- [Coordinate annotation entries]
---+---

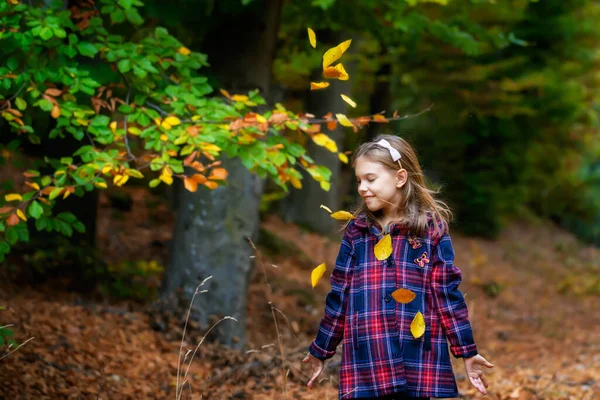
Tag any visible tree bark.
[162,0,282,348]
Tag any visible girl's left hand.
[465,354,494,394]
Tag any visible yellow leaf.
[231,94,249,101]
[392,288,417,304]
[290,176,302,189]
[306,28,317,49]
[330,211,356,221]
[177,46,191,56]
[312,133,338,153]
[319,204,333,214]
[17,209,27,221]
[323,40,352,69]
[310,263,327,288]
[4,193,23,201]
[163,117,181,126]
[375,233,392,261]
[335,114,354,127]
[340,94,356,108]
[310,82,329,90]
[410,311,425,339]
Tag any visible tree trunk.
[162,0,282,348]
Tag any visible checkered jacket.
[309,218,477,399]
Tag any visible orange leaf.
[208,168,229,181]
[6,213,19,226]
[204,181,219,189]
[183,177,198,193]
[310,81,335,90]
[392,288,417,304]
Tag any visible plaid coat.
[309,218,477,399]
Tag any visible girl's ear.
[396,168,408,189]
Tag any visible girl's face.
[354,156,407,217]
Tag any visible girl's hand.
[302,353,325,388]
[465,354,494,394]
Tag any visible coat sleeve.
[309,223,355,360]
[431,233,477,358]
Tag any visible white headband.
[377,139,402,161]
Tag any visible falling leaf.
[392,288,417,304]
[323,63,350,81]
[375,233,392,261]
[50,105,60,119]
[312,133,338,153]
[319,204,333,214]
[17,209,27,221]
[183,177,198,193]
[340,94,356,108]
[310,263,327,288]
[410,311,425,339]
[310,82,329,90]
[177,46,191,56]
[330,211,356,221]
[323,39,352,69]
[335,114,354,127]
[306,28,317,49]
[4,193,23,201]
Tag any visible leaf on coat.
[331,211,356,221]
[375,233,392,261]
[310,263,326,288]
[323,39,352,69]
[410,311,425,339]
[392,288,417,304]
[306,28,317,49]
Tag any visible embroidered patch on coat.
[415,252,429,268]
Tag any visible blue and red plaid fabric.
[309,217,477,399]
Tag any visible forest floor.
[0,189,600,400]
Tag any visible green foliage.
[0,0,330,261]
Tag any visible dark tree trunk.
[158,0,282,348]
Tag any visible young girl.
[303,135,493,400]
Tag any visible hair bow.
[377,139,402,161]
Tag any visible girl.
[302,135,493,399]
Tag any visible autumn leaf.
[323,63,350,81]
[335,114,354,127]
[375,233,392,261]
[306,28,317,49]
[310,82,329,90]
[177,46,191,56]
[330,211,356,221]
[392,288,417,304]
[323,39,352,69]
[410,311,425,339]
[340,94,356,108]
[312,133,338,153]
[183,177,198,193]
[310,263,327,288]
[4,193,23,201]
[319,204,333,214]
[17,209,27,221]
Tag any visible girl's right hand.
[302,353,325,388]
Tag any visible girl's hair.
[352,135,452,236]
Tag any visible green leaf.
[15,97,27,111]
[117,59,131,73]
[76,42,98,58]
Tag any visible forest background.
[0,0,600,398]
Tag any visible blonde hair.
[352,135,452,236]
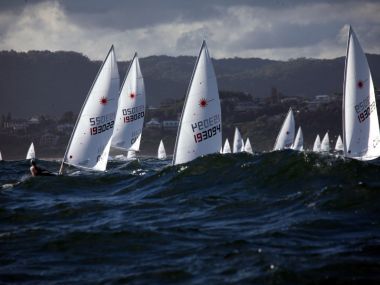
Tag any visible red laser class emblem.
[199,98,208,108]
[99,97,108,105]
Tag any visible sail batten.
[273,108,295,150]
[111,53,145,152]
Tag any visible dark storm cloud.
[236,23,342,49]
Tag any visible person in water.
[30,159,54,176]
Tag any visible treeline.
[0,51,380,118]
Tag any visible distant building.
[162,120,179,130]
[145,118,161,129]
[28,117,40,125]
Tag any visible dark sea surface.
[0,151,380,284]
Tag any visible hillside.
[0,51,380,118]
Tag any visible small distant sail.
[232,128,244,153]
[111,53,145,151]
[244,138,253,153]
[222,139,231,153]
[342,27,380,160]
[59,46,120,174]
[127,150,136,160]
[335,135,344,151]
[313,135,321,152]
[157,140,166,159]
[273,108,295,150]
[173,41,222,165]
[292,127,303,151]
[26,143,36,159]
[321,132,330,152]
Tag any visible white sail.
[26,143,36,159]
[173,41,222,165]
[157,140,166,159]
[112,53,145,151]
[343,27,380,160]
[313,135,321,152]
[335,135,344,151]
[273,108,295,150]
[222,139,231,153]
[232,128,244,153]
[244,138,253,153]
[60,46,120,173]
[292,127,303,151]
[127,150,136,160]
[321,132,330,152]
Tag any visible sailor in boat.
[30,159,55,176]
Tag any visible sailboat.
[292,127,303,151]
[59,46,120,174]
[342,27,380,160]
[173,41,222,165]
[321,132,330,152]
[335,135,344,151]
[26,143,36,159]
[273,108,295,150]
[222,139,231,154]
[244,138,253,153]
[232,128,244,153]
[313,135,321,152]
[157,140,166,159]
[111,53,145,159]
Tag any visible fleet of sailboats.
[0,27,380,169]
[59,46,120,174]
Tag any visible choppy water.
[0,151,380,284]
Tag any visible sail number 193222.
[90,113,115,136]
[191,114,221,143]
[355,97,376,123]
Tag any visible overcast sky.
[0,0,380,60]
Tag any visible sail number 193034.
[191,114,221,143]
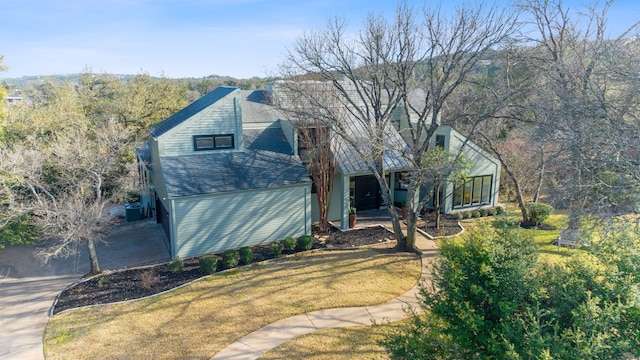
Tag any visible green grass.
[44,249,421,359]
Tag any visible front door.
[355,175,380,211]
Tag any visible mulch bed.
[53,227,393,314]
[416,212,462,238]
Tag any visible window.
[193,134,234,151]
[453,175,493,208]
[394,172,409,191]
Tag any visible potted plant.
[349,207,356,229]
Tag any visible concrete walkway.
[212,215,438,360]
[0,220,169,360]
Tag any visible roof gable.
[149,86,238,138]
[160,150,311,197]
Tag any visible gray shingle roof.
[149,86,238,138]
[240,90,280,124]
[160,150,311,197]
[242,125,293,155]
[333,121,411,175]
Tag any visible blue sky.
[0,0,640,78]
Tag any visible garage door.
[174,185,311,257]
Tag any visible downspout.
[169,199,178,259]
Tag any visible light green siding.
[444,126,501,212]
[172,185,311,258]
[158,92,242,155]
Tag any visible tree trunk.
[433,184,442,229]
[87,238,100,274]
[532,148,545,202]
[502,162,527,222]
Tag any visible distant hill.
[0,73,269,91]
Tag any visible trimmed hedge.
[296,235,313,251]
[198,254,218,274]
[524,203,553,225]
[283,237,296,251]
[222,250,238,270]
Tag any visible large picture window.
[193,134,234,151]
[453,175,493,208]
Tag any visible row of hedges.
[456,206,504,220]
[167,235,313,274]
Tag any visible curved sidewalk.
[212,229,438,360]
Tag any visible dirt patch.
[53,227,393,314]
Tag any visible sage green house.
[138,87,311,258]
[138,87,500,258]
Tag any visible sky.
[0,0,640,78]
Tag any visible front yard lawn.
[44,249,421,359]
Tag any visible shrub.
[493,217,520,230]
[222,250,238,269]
[283,237,296,251]
[270,241,284,257]
[524,203,553,225]
[198,254,218,274]
[296,235,313,251]
[238,246,253,265]
[167,259,184,274]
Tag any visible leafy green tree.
[384,223,640,359]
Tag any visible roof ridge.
[149,86,239,138]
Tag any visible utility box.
[124,202,143,222]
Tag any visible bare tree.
[293,119,339,231]
[282,4,516,250]
[0,80,132,273]
[524,0,640,229]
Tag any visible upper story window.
[193,134,234,151]
[453,175,493,209]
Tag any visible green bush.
[222,250,238,269]
[238,246,253,265]
[524,203,553,225]
[283,237,296,251]
[167,259,184,274]
[296,235,313,251]
[493,217,520,230]
[198,254,218,274]
[270,241,284,257]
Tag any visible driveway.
[0,220,169,360]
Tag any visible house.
[138,87,311,258]
[138,87,500,258]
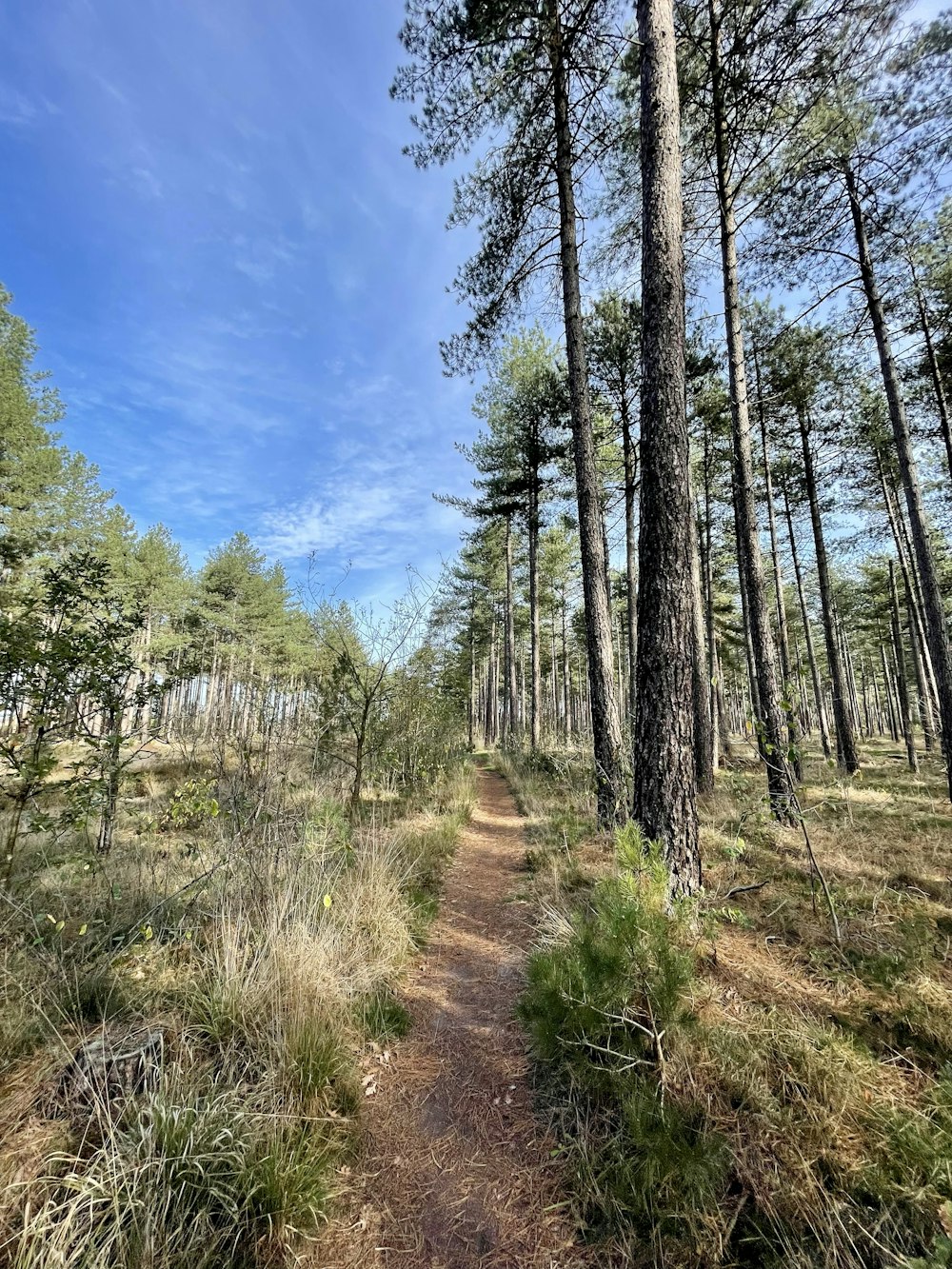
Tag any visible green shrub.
[519,826,694,1089]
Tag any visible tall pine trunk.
[547,0,625,827]
[632,0,701,895]
[709,0,793,821]
[797,407,860,775]
[843,155,952,800]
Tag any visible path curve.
[313,767,586,1269]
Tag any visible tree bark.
[503,515,519,744]
[890,560,919,771]
[797,408,860,775]
[709,0,795,823]
[754,363,803,781]
[547,0,625,827]
[632,0,701,895]
[783,484,831,758]
[843,155,952,800]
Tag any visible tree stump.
[56,1026,165,1110]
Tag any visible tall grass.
[509,741,952,1269]
[0,745,475,1269]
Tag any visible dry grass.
[0,752,473,1269]
[504,743,952,1269]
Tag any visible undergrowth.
[0,745,475,1269]
[504,755,952,1269]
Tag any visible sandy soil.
[307,770,590,1269]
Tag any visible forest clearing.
[0,0,952,1269]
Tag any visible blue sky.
[0,0,473,597]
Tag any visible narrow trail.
[309,769,587,1269]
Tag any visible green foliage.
[12,1085,338,1269]
[519,826,693,1091]
[159,779,220,832]
[358,986,411,1041]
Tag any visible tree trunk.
[754,363,803,781]
[622,403,639,735]
[690,509,716,793]
[783,483,831,758]
[843,155,952,800]
[632,0,701,895]
[909,260,952,476]
[797,408,860,775]
[547,0,625,827]
[890,560,919,771]
[503,515,518,744]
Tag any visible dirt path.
[313,770,584,1269]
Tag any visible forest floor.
[308,766,587,1269]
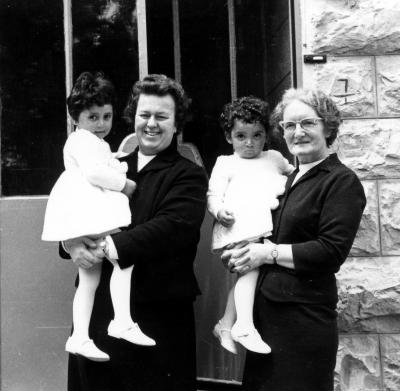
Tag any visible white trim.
[136,0,149,79]
[228,0,237,100]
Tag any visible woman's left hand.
[221,243,273,274]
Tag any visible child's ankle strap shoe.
[65,337,110,362]
[108,320,156,346]
[213,321,237,354]
[231,326,271,354]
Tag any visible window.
[0,0,139,196]
[0,0,66,196]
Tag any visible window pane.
[235,0,292,160]
[72,0,139,151]
[179,0,232,172]
[0,0,66,196]
[146,0,175,78]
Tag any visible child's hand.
[121,179,136,198]
[217,209,235,227]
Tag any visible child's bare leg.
[110,263,133,324]
[220,287,236,329]
[231,269,271,354]
[65,263,110,361]
[213,288,237,354]
[108,262,156,346]
[72,263,102,340]
[234,269,259,328]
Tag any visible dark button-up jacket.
[260,154,366,303]
[112,142,208,301]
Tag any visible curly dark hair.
[124,74,190,133]
[67,72,117,121]
[219,96,270,135]
[271,88,342,147]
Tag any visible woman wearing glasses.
[222,89,366,391]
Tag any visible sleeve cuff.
[61,242,69,254]
[105,235,119,260]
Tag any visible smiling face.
[226,119,267,159]
[283,100,329,164]
[135,94,176,155]
[75,104,113,139]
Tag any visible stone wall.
[300,0,400,391]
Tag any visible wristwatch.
[101,238,110,259]
[271,246,279,265]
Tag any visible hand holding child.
[121,179,136,198]
[217,209,235,228]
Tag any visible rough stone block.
[379,180,400,255]
[350,181,380,256]
[303,0,400,55]
[376,56,400,115]
[304,57,376,117]
[337,257,400,333]
[380,334,400,391]
[334,335,381,391]
[334,118,400,179]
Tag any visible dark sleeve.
[112,166,208,268]
[58,242,71,259]
[292,170,366,273]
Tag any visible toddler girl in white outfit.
[207,97,293,354]
[42,72,155,361]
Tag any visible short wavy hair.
[219,96,270,135]
[124,74,190,133]
[271,88,342,147]
[67,72,117,121]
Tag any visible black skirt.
[243,293,338,391]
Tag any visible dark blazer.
[260,154,366,304]
[112,143,208,302]
[64,141,208,391]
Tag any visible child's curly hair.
[219,96,270,135]
[67,72,117,121]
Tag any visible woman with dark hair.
[222,89,366,391]
[64,75,207,391]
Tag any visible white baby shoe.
[108,320,156,346]
[231,324,271,354]
[213,321,237,354]
[65,337,110,361]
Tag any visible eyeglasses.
[279,117,323,132]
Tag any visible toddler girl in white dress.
[42,72,155,361]
[207,97,294,354]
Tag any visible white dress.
[42,129,131,241]
[207,150,294,252]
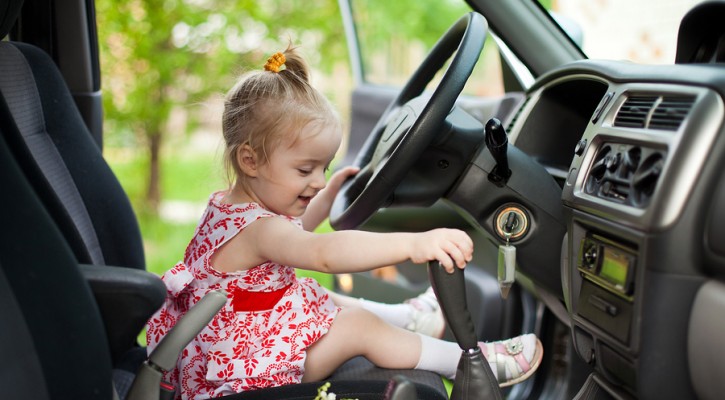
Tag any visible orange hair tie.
[264,52,287,72]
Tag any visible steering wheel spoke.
[330,12,488,229]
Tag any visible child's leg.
[302,307,542,386]
[302,307,421,382]
[328,289,446,338]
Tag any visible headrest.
[675,1,725,64]
[0,0,23,40]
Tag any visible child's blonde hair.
[222,45,341,186]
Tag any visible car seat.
[0,0,444,398]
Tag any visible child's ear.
[237,144,259,177]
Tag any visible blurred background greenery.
[96,0,350,284]
[95,0,472,285]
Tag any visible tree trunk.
[146,131,161,215]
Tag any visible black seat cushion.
[0,114,112,399]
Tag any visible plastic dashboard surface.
[510,60,725,398]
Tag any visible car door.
[337,0,533,340]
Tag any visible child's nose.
[310,172,327,190]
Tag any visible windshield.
[539,0,702,64]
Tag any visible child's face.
[252,123,342,217]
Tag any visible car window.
[539,0,702,64]
[350,0,503,96]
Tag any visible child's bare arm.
[301,167,360,232]
[246,218,473,273]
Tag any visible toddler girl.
[147,48,542,398]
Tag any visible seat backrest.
[0,97,112,399]
[0,0,165,372]
[0,0,145,269]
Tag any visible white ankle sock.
[360,299,411,328]
[415,334,461,379]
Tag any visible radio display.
[599,247,629,289]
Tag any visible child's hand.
[410,228,473,274]
[325,167,360,199]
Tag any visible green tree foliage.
[96,0,346,211]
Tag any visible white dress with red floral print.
[146,192,338,399]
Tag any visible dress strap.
[161,262,194,297]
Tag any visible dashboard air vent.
[649,96,695,131]
[614,94,695,131]
[614,95,658,128]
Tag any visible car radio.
[577,234,636,300]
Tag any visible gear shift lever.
[428,262,502,400]
[484,118,511,186]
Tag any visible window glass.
[539,0,702,64]
[350,0,503,96]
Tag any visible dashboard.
[509,60,725,398]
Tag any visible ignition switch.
[494,204,529,242]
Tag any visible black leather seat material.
[0,122,112,399]
[3,42,145,269]
[80,264,166,364]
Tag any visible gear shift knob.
[484,118,511,185]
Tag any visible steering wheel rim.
[330,12,488,230]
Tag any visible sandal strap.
[481,342,531,383]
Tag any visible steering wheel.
[330,12,488,230]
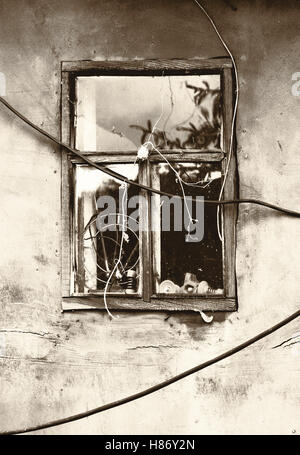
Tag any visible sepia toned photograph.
[0,0,300,440]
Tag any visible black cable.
[0,97,300,218]
[0,310,300,436]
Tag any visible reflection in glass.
[76,74,222,152]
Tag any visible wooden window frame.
[61,58,237,311]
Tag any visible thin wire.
[194,0,239,242]
[143,141,197,232]
[0,96,300,218]
[103,183,128,319]
[0,310,300,436]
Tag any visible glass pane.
[152,163,223,296]
[76,74,222,152]
[75,164,140,294]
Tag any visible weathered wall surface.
[0,0,300,434]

---+---

- [Task objective] Show every line in the listing above that contains the word "number", matching case exactly.

- [Task result]
Tag any visible sail number 193222.
Tag any visible sail number 193034.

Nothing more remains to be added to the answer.